──────── DATASET
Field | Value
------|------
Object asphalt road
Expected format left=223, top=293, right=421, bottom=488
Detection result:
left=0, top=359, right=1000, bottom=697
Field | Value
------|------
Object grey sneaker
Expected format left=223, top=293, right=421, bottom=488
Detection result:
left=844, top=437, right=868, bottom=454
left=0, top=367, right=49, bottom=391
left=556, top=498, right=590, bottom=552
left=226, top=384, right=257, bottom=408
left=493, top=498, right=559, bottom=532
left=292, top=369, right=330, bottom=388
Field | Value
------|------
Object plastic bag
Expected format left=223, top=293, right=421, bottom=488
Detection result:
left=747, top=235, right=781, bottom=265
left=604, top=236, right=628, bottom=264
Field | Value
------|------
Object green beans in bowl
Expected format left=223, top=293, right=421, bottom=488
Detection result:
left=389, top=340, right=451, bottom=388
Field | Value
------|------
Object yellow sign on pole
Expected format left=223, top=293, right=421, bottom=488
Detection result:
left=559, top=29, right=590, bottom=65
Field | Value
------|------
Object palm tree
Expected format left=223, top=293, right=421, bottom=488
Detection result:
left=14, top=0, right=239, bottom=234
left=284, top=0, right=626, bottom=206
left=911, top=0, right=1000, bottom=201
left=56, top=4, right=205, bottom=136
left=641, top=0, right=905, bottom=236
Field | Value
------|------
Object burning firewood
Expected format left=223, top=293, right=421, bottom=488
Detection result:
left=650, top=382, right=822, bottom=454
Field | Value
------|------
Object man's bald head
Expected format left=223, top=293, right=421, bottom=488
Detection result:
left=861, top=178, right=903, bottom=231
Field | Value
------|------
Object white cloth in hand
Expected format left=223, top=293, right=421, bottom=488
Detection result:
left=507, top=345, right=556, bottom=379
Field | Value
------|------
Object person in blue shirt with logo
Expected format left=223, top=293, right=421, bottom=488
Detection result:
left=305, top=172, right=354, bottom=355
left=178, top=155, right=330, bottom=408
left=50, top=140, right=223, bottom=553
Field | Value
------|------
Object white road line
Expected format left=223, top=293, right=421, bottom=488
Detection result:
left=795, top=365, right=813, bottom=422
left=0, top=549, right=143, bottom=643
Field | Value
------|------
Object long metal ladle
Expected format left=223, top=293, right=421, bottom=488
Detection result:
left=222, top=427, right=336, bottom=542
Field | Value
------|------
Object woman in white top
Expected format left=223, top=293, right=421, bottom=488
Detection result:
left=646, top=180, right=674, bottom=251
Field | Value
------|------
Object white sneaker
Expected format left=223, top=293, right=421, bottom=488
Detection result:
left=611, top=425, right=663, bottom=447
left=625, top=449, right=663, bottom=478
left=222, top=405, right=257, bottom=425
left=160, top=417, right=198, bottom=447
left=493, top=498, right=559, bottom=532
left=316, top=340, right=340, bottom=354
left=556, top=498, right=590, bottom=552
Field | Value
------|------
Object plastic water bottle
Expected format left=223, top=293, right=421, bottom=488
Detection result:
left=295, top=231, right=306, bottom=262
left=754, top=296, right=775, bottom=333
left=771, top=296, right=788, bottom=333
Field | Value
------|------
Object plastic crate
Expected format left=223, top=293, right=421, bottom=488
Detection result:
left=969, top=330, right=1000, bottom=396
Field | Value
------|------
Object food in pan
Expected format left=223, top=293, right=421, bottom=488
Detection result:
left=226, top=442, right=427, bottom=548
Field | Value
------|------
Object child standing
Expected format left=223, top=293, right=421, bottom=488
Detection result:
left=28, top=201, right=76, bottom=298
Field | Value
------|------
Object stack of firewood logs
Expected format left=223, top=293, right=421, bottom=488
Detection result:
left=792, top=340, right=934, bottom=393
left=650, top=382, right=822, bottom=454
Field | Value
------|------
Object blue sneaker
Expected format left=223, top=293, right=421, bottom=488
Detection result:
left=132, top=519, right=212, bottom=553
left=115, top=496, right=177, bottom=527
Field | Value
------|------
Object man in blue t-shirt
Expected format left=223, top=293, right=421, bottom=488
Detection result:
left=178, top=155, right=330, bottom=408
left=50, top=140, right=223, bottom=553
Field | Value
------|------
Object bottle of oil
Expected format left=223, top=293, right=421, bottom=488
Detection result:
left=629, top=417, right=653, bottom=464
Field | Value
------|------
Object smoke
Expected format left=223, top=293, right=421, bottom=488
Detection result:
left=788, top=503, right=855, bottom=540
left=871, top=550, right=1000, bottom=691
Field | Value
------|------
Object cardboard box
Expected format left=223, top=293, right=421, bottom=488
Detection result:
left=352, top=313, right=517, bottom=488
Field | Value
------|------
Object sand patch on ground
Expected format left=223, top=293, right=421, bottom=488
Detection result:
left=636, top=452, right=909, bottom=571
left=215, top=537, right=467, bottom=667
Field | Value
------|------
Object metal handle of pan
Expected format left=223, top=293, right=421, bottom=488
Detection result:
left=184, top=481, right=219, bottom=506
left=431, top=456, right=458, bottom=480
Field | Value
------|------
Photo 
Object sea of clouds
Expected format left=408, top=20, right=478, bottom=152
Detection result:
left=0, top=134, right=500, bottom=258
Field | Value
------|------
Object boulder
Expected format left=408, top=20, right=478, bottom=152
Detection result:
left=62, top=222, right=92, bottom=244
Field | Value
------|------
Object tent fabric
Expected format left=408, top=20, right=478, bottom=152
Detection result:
────────────────
» **EXERCISE**
Give back the listing unchanged, from its very first line through the line that contains "left=641, top=0, right=905, bottom=236", including both of those lines.

» **RESULT**
Field | Value
------|------
Object asphalt road
Expected format left=223, top=293, right=421, bottom=488
Detection result:
left=0, top=359, right=1000, bottom=697
Field | Value
------|------
Object grey sneaker
Expected format left=223, top=293, right=421, bottom=488
Detection result:
left=844, top=437, right=868, bottom=454
left=0, top=367, right=49, bottom=391
left=556, top=498, right=590, bottom=552
left=226, top=384, right=257, bottom=408
left=493, top=498, right=559, bottom=532
left=292, top=369, right=330, bottom=388
Field | Value
------|------
Object plastic bag
Expected format left=223, top=293, right=421, bottom=488
Detection result:
left=747, top=235, right=781, bottom=265
left=604, top=236, right=628, bottom=264
Field | Value
------|------
Object green beans in bowl
Expected format left=223, top=293, right=421, bottom=488
Detection result:
left=389, top=340, right=451, bottom=388
Field | Value
------|------
Object yellow sign on pole
Expected format left=223, top=293, right=421, bottom=488
Detection result:
left=559, top=29, right=590, bottom=65
Field | Value
------|------
Object palm tree
Expected format left=223, top=293, right=421, bottom=488
Detection result:
left=14, top=0, right=239, bottom=234
left=284, top=0, right=626, bottom=206
left=911, top=0, right=1000, bottom=201
left=56, top=4, right=205, bottom=136
left=641, top=0, right=905, bottom=236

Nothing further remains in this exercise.